◆ **Request**
Reproduce the entries from the start through the line containing "positive clicks: (2, 226)", swapping "rough mask" for "coarse mask" everywhere and leaving everything else as is.

◆ **Dataset records**
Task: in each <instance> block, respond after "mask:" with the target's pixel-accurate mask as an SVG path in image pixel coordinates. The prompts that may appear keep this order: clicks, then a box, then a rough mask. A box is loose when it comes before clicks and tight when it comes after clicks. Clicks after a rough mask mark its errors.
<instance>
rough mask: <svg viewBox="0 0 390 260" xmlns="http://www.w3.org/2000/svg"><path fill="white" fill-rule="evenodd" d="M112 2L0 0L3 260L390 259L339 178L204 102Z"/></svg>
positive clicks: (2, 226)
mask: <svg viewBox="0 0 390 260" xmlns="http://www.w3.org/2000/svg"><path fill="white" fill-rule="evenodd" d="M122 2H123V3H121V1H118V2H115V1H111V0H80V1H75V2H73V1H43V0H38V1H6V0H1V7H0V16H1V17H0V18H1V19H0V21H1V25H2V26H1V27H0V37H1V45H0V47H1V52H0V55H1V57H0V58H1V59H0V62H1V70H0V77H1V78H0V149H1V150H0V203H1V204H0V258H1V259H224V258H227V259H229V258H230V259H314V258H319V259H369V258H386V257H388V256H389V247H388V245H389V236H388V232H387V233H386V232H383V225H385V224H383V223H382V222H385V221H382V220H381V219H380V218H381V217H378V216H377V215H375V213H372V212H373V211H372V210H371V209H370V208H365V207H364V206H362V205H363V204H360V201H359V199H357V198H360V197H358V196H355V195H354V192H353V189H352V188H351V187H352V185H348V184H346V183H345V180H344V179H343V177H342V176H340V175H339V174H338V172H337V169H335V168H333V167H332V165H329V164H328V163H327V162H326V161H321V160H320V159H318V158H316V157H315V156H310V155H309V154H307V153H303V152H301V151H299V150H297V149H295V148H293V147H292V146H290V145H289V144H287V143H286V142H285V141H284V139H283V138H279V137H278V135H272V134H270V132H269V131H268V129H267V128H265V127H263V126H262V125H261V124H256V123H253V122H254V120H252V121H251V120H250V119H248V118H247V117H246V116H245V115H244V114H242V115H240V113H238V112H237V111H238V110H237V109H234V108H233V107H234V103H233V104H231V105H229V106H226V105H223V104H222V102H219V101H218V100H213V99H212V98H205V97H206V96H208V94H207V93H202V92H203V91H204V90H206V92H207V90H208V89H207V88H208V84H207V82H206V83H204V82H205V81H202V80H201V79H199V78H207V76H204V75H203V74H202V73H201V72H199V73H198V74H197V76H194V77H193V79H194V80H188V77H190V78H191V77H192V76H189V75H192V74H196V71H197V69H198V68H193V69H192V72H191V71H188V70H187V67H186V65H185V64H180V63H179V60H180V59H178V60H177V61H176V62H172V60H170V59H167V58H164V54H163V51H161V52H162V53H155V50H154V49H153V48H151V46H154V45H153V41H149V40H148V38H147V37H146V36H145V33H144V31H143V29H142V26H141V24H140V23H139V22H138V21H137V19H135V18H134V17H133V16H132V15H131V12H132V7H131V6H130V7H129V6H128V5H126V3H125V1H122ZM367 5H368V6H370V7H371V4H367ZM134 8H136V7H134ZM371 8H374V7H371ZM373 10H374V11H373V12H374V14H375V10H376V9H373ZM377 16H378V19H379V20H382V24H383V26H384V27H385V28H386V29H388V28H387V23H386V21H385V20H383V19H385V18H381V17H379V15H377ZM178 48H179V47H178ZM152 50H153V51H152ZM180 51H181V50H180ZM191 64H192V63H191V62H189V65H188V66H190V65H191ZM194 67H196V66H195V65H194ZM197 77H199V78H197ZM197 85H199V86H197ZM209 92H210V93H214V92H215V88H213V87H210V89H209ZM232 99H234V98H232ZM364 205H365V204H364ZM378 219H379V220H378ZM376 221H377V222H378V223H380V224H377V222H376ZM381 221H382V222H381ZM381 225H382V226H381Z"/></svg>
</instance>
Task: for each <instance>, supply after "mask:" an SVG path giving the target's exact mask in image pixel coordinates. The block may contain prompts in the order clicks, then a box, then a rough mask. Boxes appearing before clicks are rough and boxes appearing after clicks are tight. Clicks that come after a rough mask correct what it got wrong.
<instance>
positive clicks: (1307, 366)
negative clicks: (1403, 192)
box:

◆ **Output below**
Task: in each <instance> block, respond after "mask:" with the target's pixel-accurate mask as an SVG path in image pixel coordinates. The prompts that may appear keep this order: clicks, then a box, then a coarse mask. A box is loose when it comes before clicks and tight when it comes after clicks. Clicks after a coarse mask mark its errors.
<instance>
coarse mask: <svg viewBox="0 0 390 260" xmlns="http://www.w3.org/2000/svg"><path fill="white" fill-rule="evenodd" d="M112 2L0 0L3 260L390 259L339 178L204 102Z"/></svg>
positive clicks: (2, 226)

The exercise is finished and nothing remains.